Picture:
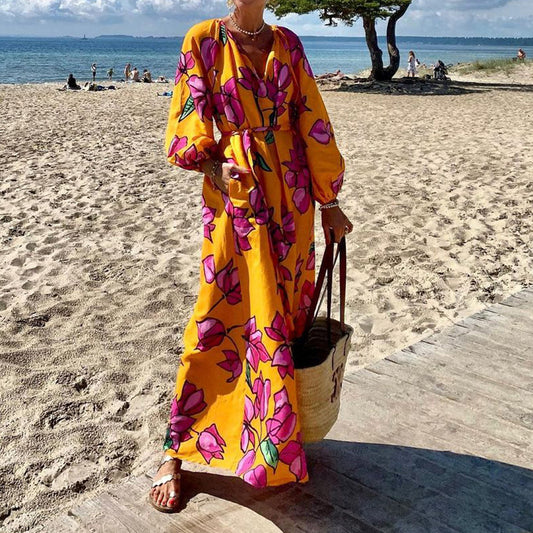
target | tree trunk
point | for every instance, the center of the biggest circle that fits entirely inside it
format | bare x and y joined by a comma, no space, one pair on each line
394,53
376,55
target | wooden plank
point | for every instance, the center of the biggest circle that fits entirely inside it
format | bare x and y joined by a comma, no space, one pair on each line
390,407
439,381
408,478
493,369
508,395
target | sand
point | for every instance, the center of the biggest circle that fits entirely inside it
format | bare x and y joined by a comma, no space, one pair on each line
99,256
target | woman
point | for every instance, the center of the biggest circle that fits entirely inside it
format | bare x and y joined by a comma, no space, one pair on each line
411,65
235,400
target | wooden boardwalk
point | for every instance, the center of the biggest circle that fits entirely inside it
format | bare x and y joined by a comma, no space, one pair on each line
435,438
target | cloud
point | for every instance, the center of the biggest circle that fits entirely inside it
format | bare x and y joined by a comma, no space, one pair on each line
99,9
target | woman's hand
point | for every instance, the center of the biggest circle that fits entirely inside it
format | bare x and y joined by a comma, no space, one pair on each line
334,220
227,172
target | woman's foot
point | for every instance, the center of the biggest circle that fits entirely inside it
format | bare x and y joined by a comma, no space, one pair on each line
165,492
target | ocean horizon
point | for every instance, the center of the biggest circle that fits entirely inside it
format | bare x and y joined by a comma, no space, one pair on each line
51,59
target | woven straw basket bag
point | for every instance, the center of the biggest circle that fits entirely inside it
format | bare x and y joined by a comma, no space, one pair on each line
320,354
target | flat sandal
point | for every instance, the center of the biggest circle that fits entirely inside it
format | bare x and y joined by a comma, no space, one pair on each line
166,479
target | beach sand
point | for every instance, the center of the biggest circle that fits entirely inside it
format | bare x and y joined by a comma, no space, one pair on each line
100,242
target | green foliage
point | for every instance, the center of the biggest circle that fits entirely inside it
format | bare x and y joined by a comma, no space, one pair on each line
332,11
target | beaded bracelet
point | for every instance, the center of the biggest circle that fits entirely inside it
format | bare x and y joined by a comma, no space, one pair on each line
329,205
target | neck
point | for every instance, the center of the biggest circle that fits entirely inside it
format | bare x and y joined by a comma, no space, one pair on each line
249,18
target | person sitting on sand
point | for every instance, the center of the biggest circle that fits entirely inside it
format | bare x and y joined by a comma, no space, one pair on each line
147,76
71,83
411,65
328,75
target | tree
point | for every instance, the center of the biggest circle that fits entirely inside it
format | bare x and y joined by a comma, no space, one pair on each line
348,11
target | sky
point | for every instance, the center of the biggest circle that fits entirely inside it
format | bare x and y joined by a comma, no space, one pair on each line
440,18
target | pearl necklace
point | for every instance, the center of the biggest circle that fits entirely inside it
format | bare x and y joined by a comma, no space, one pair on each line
252,34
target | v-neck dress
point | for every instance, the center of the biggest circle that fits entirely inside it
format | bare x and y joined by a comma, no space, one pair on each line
235,402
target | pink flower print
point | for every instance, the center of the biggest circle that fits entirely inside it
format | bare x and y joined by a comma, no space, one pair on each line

Set exercise: Print the whole listing above word for word, leaving out the pictures.

Solution to the problem:
Picture:
target | tree trunk
point | for every instance, the center of the biggest circle that fits entirely inside it
format | bare x and y joined by a comma, no space, one pair on each line
394,53
376,55
target | wooden plank
point | for every instance, the center of the biggest circle that fits entirely inside it
format | bare x and y joined by a comma, no space, one pair on each line
390,407
439,381
408,478
493,369
508,395
target | sand
point | for every instance, the center of the biggest circle that fits entirely inside it
format | bare x and y joined by a comma, no space, one pair on each line
99,256
target | woman
point | for every instance, the center of the biggest circle that fits entirely inside it
format | bare x and y joined by a comma, no space, one pair on each line
411,65
235,400
target | wooden boardwalk
point | for every instance, the center of the biggest circle that fits entirely inside it
format | bare x and y joined by a comma, no space, one pair on each line
435,438
target | cloud
point | for every instance, the center of the biggest circle that fits entirely inside it
format | bare x and y joined by a comma, no space, one pair on each line
99,9
target | woman's hand
point | for every instance, the center of the biggest circle that fits entirely inside it
format | bare x and y joined by a comma, no space, one pair on each line
334,220
227,172
target | woman's foot
point | for every instance, the center of the biggest circle that fits entirely inside it
format | bare x and y joined by a comma, no space, one pair on each line
165,492
target | ocean horizon
point | for every instance, the center of the biggest circle that fits entirely inside it
format | bare x and y joined by a comma, no space, one pair on each line
51,59
target | woven straw basket bag
point | for every instance, the center of the biggest circle that fits entirely inside it
format | bare x and y joined by a comma, no space, one pair on each line
320,354
target | flat sandal
point | for every instance, the center of the biggest circle that fits entirely inside it
format | bare x and y joined by a comma, no space, one pair on each line
166,479
target | beach sand
point | for every instance, the center of the biggest circle that fits entirely inside it
format | bare x and y joined by a comma, no space, one pair on each line
100,242
target | green foliage
point | for every instance, the center of the biggest circle that fits entirely inside it
format | bare x and y joined by a comma, no space, one pair on each line
332,11
target | beaded bracelet
point | for every instance, the center of the biggest circle that fits entirely inside it
format | bare x and y joined by a comma, no space, one pair on each line
329,205
target | neck
point | for every instance, the center of the biggest circle that fits entirely inside it
format | bare x and y joined by a comma, no space, one pair on each line
249,18
target | person sitting on sand
point | for every instance, the center of the biggest circle that fits entirely inside it
format | bare x and y joined by a comma, no space, one pair on each line
147,76
71,83
411,65
328,75
target | tree
point | for every instance, the center of the biggest circle that fits entirely inside it
format | bare x and y joined by a comma, no space, one pair on each line
348,11
target | sky
point | for every instance, the center of the biggest circle that fits entirely inside it
format | bare x and y joined by a comma, no space, one pair on each line
440,18
target | pearl necklace
point | for every instance, the center of the biggest circle that fits entirely inside it
format | bare x and y joined by a comma, no space, one pair on each line
252,34
target | v-neck dress
point | for every instance, the center of the biggest circle that fits entirely inside it
format | bare x and y joined by a comma, no space, one pair on each line
235,402
target | pink flower print
point | for every instance, the center of the biggest circle that fits entirely inside it
format | bare x and y joined by a comma, no space, one pair on each line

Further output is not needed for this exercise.